À une époque où, paraît-il, les gens sont de plus en plus nombreux à avoir peur des religions radicales, ce film tombe à pic, éclaircissant le récent conflit interethnique qui avait ravagé l’ex-Yougoslavie. Jasmila Zbanic, réalisatrice du remarqué Sarajevo, mon amour (2006), revient ici dans sa ville natale pour nous conter l’histoire d’un couple qui, comme tant d’autres, se déchire pour des raisons religieuses et éthiques. Luna, hôtesse de l’air sarajevienne, et Amar, contrôleur aérien, vivent entre ciel et terre, toujours entre deux mondes, entre deux départs pour elle, et deux verres pour lui.

C’est dire si son alcoolisme ne pourra que lui être fatal, surtout dans le métier qu’il exerce, son renvoi le plaçant alors dans une situation d’extrême fragilité. Jusque là, ce pourrait être un « petit film » à la Nicole Garcia, mais dans le contexte bosniaque, cette histoire de couple se peint d’autres couleurs. Au cours d’une séquence intense, Luna et Amar rencontrent un couple converti au wahhabisme. La scène est étonnamment bien filmée, avec une grande simplicité convenant tout à fait au propos de la réalisatrice. Amar est un ancien camarade d’armée de l’homme qui, dès le début, refuse de serrer la main de Luna. Celle-ci, dans le plan suivant, découvre dans leur voiture, à la place passager, une femme portant le voile noir. Étonnée, elle ne dit rien et le film, tout en finesse, pénètre, avec seulement deux images fortes, dans le drame de cette Bosnie-Herzégovine encore blessée par la guerre, entrée de force dans la mondialisation, partagée entre communautés religieuses rivales l’ayant laissée exsangue.

Ici encore, on pourrait se poser la question d’Aragon : « Est-ce ainsi que les hommes vivent ? » Car Jasmila Zbanic ne donne raison à personne, ne prend pas vraiment parti, montrant deux couples complètement différents : l’un branché, hypermoderne et qui travaille dans les médias et les boîtes de nuit à la mode ; l’autre qui doute et se déchire sur fond de vision différente de la vie. Entre Amar, qui retrouve du travail grâce aux wahhabites et vit en partie dans une communauté en laquelle Luna ne se retrouve pas et la ville de Sarajevo, dont les habitants sont plutôt enclins à la tempérance et à la modération, comme le prouve la scène de la fête dans la famille de Luna. C’est entre ces deux mondes que doit se positionner Luna, d’où le titre du film, qui pose vraiment une question fondamentale à la Jean-Paul Sartre : doit-elle s’engager dans la religion par amour pour son mari, même si elle juge qu’il va trop loin, ou conserver sa liberté au détriment de sa vie de couple ? On pourrait dire qu’il s’agit ici d’un dilemme cornélien, partagée qu’elle semble entre le devoir et l’amour.

Entrées de données

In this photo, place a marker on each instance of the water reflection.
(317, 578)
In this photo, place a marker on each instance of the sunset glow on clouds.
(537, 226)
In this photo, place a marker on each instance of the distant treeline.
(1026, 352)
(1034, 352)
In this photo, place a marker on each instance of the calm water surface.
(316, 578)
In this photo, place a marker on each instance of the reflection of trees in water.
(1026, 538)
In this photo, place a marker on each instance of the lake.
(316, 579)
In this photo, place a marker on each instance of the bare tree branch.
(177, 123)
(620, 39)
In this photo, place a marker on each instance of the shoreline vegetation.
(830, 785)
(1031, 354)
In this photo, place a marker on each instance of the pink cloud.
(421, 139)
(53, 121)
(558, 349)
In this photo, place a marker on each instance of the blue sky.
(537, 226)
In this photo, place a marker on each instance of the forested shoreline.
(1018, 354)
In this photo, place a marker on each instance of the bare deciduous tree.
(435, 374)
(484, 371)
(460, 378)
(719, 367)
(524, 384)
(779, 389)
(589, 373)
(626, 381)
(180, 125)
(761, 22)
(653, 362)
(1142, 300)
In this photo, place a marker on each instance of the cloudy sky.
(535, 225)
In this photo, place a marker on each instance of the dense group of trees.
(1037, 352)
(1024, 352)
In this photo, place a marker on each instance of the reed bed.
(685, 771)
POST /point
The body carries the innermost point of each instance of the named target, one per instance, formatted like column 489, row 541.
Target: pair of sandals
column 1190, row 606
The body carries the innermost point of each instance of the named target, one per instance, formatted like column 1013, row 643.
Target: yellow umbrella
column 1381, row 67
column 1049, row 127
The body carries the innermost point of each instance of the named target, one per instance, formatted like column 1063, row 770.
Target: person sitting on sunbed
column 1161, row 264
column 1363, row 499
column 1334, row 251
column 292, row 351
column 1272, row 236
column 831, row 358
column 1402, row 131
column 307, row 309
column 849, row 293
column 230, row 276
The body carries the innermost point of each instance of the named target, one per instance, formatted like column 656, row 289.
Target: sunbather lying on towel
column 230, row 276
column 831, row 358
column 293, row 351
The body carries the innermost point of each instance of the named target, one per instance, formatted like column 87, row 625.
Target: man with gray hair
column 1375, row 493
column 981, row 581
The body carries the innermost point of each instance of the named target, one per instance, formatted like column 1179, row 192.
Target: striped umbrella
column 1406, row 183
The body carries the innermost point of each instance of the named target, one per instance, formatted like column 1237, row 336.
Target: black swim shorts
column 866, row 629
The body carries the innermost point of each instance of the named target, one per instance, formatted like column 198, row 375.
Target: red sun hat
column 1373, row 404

→ ACTIONS À MENER:
a) Dites si chacune des affirmations suivantes s'accorde avec la critique du film : (i) Luna exerce le métier d'hôtesse de l'air ; (ii) Amar est pilote ; (iii) la réalisatrice prend clairement parti pour l'un des deux couples. Répondez chaque fois par oui ou par non en citant les mots décisifs de la critique.
b) Relevez toutes les personnes réelles, et non les personnages, que nomme la critique du film.
c) Poursuivez la critique du film à partir de sa dernière phrase.

→ RÉSULTATS PAR TÂCHE:
a)
(i) Oui : « Luna, hôtesse de l’air sarajevienne ».
(ii) Non : « Amar, contrôleur aérien ».
(iii) Non : « Jasmila Zbanic ne donne raison à personne, ne prend pas vraiment parti ».

b) Jasmila Zbanic, Nicole Garcia, Aragon, Jean-Paul Sartre

c)
Luna choisira en fait, dès le début, le mode de vie moderne, tout en sachant bien qu’il ne s’agit pas non plus d’une panacée. Mais entre une religion qui asservit les femmes, ou du moins les tient à l’écart, et un monde soi-disant moderne qui n’a de liberté qu’artificielle, Luna tangue un peu quelquefois, comme un bateau ivre et, si elle refuse l’islam, c’est pour accepter le désir et l’amour. Jasmila Zbanic aime tous ses personnages et est la seule à pouvoir expliquer le comportement de Luna et le choix qui en résulte : « Luna a des préjugés, mais elle essaie de comprendre. Elle essaie de les mettre de côté parce qu’elle voit que la présence d’Amar dans la communauté wahhabite lui fait du bien. Par contre, elle a l’impression que son mari est sous l’emprise de quelqu’un d’autre, quelque chose qui ne lui appartient pas, et là, elle a du mal à comprendre et à accepter. » S’aperçoit-elle en fin de compte que deux êtres qui vivent ensemble ne se rencontrent jamais et que chacun est un étranger pour l’autre ? Que chacun doit suivre sa voie, dans la solitude et une quasi indifférence, jusqu’à la mort ?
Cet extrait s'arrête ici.